Extracted text =>

• • • •

Unless they've been living under a rock, by now virtually all physicians (especially emergency physicians and pediatricians) have heard of the major post-COVID-19 sequelae that can affect children, particularly severe, life-threatening multi-system syndromes like Multisystem Inflammatory Syndrome in Children (MIS-C). I need not belabor the finer details of MIS-C for my fellow physicians reading this, but suffice it to say that many of the symptoms described with MIS-C overlap with the case presentation for Kawasaki disease, which hopefully any clinician allowed near children should be able to quickly recognize. Hell, if you're describing a kid with multiple days of fever, a sandpaper rash, chapped lips, multiple abnormalities on urinalysis including proteinuria, and looking unwell, the diagnosis is just about fucking staring you in the face. Needless to say, the standard of care for conditions like MIS-C and Kawasaki disease is at a tertiary care center with a pediatric ICU. Why the hell are you wasting time diddling around on Facebook trying to solicit medical advice for a patient presenting with symptoms consistent with an emergent, life-threatening illness, when you should be running to the phone to call EMS to have the patient transported to the nearest emergency department? Thankfully, the commenters in the peanut gallery were immediately able to rub a few brain cells together and suggest exactly that.

• • • •

Things to do =>
1 – List each symptom in the description of a child that the passage on MIS-C gives as pointing plainly to the diagnosis.
2 – Answer these from the passage on MIS-C:
(a) Which two kinds of physicians does it single out as having heard of post-COVID-19 sequelae in children?
(b) With which condition's case presentation do many MIS-C symptoms overlap?
(c) Where is the standard of care for MIS-C and Kawasaki disease?
Nothing in the listing is needed to answer the tasks about the text.

• • • •

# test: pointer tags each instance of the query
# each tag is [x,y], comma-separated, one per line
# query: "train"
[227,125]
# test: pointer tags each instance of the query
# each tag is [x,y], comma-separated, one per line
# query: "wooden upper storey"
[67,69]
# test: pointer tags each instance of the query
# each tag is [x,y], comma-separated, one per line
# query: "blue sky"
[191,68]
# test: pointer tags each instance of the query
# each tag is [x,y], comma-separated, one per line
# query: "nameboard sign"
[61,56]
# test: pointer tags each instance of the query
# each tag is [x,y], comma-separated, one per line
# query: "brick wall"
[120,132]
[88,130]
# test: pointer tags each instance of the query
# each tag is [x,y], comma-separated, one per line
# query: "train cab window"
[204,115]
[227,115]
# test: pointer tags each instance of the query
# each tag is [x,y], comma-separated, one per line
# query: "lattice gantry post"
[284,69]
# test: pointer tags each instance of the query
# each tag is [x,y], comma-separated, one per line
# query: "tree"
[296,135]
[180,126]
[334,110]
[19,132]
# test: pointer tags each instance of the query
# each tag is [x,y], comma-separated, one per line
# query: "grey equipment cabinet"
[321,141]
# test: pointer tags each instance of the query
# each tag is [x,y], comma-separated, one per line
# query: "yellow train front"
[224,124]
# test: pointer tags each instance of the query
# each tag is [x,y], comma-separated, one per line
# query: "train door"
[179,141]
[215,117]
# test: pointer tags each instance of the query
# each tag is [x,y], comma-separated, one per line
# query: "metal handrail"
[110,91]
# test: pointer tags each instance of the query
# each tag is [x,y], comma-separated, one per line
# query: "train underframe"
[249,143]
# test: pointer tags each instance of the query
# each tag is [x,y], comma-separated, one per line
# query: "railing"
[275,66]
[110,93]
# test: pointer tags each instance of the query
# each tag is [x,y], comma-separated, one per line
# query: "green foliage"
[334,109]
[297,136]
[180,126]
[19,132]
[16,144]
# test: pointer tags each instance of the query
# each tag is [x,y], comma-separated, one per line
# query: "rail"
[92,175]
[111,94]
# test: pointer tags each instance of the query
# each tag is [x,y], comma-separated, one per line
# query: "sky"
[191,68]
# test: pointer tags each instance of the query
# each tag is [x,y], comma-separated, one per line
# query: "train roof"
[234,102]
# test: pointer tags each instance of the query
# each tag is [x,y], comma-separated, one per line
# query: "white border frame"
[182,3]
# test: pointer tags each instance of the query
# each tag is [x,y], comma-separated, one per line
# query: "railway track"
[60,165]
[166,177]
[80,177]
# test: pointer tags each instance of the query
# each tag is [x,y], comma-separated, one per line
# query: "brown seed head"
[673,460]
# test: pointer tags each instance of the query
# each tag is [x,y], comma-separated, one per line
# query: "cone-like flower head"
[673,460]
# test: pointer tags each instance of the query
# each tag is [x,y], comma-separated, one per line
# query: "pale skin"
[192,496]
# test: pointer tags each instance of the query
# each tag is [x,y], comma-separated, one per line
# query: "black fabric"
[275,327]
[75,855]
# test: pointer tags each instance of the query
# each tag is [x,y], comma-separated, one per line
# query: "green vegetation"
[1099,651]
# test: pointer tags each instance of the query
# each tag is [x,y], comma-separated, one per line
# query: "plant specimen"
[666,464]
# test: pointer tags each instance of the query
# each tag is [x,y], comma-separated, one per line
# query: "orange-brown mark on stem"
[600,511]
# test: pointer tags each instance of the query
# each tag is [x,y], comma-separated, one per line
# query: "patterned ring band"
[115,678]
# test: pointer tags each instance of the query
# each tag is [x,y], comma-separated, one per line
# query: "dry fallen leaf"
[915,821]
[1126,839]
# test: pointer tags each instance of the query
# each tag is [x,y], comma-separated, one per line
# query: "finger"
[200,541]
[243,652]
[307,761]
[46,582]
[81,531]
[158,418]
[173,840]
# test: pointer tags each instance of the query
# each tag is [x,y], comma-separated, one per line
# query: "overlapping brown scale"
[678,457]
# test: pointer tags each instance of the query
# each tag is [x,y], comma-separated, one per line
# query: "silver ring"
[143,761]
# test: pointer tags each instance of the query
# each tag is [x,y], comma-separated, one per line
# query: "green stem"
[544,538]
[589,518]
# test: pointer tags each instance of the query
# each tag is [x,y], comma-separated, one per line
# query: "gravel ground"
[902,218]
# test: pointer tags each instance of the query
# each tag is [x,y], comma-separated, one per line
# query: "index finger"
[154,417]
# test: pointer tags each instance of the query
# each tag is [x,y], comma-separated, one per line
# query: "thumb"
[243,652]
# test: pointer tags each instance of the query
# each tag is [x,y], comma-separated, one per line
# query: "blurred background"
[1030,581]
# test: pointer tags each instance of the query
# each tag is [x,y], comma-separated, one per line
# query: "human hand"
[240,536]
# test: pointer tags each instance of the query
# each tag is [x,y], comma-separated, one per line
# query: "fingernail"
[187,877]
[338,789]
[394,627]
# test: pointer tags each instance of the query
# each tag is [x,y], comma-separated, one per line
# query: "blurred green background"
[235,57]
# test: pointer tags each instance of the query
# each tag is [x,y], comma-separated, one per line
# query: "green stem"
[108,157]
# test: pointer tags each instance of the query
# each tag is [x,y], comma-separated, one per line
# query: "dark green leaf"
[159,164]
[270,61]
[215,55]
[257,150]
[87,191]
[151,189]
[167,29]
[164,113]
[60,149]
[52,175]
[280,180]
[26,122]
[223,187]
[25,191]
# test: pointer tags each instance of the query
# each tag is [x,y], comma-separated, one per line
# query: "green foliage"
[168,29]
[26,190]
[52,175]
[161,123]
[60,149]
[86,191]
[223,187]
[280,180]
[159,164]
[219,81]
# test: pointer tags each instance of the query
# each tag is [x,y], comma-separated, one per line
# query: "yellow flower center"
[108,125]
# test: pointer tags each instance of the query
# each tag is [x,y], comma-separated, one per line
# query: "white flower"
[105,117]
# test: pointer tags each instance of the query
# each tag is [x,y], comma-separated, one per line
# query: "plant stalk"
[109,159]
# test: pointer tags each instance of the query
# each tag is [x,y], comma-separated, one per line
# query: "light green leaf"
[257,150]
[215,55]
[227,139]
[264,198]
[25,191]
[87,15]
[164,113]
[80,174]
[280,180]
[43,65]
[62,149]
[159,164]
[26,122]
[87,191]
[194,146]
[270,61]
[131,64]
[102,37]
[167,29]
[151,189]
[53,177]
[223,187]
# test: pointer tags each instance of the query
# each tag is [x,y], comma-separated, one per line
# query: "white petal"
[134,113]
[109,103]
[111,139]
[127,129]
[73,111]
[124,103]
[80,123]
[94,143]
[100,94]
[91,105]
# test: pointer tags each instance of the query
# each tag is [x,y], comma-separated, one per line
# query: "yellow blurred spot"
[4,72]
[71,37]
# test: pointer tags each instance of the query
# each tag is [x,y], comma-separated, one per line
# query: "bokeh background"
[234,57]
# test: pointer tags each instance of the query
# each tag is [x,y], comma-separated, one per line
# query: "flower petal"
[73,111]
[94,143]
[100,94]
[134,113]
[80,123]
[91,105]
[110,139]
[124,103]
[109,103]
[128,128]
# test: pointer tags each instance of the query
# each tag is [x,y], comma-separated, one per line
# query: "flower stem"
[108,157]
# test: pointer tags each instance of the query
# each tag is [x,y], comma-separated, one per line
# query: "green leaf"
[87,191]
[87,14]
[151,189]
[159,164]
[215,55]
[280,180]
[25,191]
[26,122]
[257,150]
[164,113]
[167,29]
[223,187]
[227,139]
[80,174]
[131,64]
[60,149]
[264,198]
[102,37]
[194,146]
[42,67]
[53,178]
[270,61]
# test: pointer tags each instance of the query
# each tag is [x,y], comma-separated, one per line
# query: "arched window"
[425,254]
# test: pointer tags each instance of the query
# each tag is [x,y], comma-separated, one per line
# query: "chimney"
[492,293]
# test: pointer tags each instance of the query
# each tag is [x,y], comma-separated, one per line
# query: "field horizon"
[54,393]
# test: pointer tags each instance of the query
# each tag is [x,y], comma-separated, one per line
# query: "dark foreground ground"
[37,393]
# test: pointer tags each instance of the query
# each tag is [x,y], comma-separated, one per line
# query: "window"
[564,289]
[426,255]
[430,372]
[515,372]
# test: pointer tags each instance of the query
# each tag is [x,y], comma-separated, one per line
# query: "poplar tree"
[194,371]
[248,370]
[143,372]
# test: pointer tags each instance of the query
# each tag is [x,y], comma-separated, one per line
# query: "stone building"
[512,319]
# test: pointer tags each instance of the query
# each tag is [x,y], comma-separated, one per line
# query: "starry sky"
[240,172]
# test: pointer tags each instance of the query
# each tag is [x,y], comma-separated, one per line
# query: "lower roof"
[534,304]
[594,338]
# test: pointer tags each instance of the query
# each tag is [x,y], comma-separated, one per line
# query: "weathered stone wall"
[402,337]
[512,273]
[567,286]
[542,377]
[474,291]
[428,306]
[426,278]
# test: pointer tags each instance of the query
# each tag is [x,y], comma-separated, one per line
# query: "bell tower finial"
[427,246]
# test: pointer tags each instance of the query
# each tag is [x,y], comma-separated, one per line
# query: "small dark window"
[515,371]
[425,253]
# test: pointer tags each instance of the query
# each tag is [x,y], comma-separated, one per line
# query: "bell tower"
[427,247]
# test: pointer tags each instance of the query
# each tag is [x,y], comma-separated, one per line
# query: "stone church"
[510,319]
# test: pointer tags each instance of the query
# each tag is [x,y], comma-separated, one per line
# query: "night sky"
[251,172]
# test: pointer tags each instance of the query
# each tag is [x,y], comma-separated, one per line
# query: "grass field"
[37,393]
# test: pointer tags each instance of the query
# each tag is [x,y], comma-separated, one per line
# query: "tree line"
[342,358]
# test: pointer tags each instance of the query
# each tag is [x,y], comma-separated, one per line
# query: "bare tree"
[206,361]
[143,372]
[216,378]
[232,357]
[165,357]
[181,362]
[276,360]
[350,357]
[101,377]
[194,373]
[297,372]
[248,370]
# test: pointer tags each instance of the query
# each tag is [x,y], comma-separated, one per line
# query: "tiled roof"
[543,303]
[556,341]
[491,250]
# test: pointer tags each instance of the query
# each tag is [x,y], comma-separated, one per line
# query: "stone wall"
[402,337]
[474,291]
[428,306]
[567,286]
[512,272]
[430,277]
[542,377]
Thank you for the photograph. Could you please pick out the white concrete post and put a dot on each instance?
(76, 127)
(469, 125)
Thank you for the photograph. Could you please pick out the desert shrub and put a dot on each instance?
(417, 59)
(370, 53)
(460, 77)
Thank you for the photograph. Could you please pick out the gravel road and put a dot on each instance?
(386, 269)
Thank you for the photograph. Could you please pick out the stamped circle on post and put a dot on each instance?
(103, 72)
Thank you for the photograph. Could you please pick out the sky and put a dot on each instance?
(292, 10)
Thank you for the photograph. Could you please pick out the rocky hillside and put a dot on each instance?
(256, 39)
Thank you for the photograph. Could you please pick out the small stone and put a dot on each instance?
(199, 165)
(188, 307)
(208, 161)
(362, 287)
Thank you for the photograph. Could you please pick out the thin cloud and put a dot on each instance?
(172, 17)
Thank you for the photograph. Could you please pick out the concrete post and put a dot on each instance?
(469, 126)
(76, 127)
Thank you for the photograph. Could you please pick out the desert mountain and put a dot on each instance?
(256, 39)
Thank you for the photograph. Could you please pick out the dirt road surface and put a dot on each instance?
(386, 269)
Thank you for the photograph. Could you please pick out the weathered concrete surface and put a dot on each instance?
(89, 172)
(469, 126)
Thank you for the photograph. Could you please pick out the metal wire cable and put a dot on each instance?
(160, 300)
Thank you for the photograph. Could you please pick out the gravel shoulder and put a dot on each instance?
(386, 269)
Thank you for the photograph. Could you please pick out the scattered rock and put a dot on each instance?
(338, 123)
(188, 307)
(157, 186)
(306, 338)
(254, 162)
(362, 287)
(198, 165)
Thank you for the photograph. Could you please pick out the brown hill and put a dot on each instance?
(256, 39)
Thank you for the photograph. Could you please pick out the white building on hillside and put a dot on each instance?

• • • •

Problem solutions =>
1 –
- Multiple days of fever
- A sandpaper rash
- Chapped lips
- Multiple abnormalities on urinalysis, including proteinuria
- Looking unwell

2 –
(a) Emergency physicians and pediatricians.
(b) Kawasaki disease.
(c) At a tertiary care center with a pediatric ICU.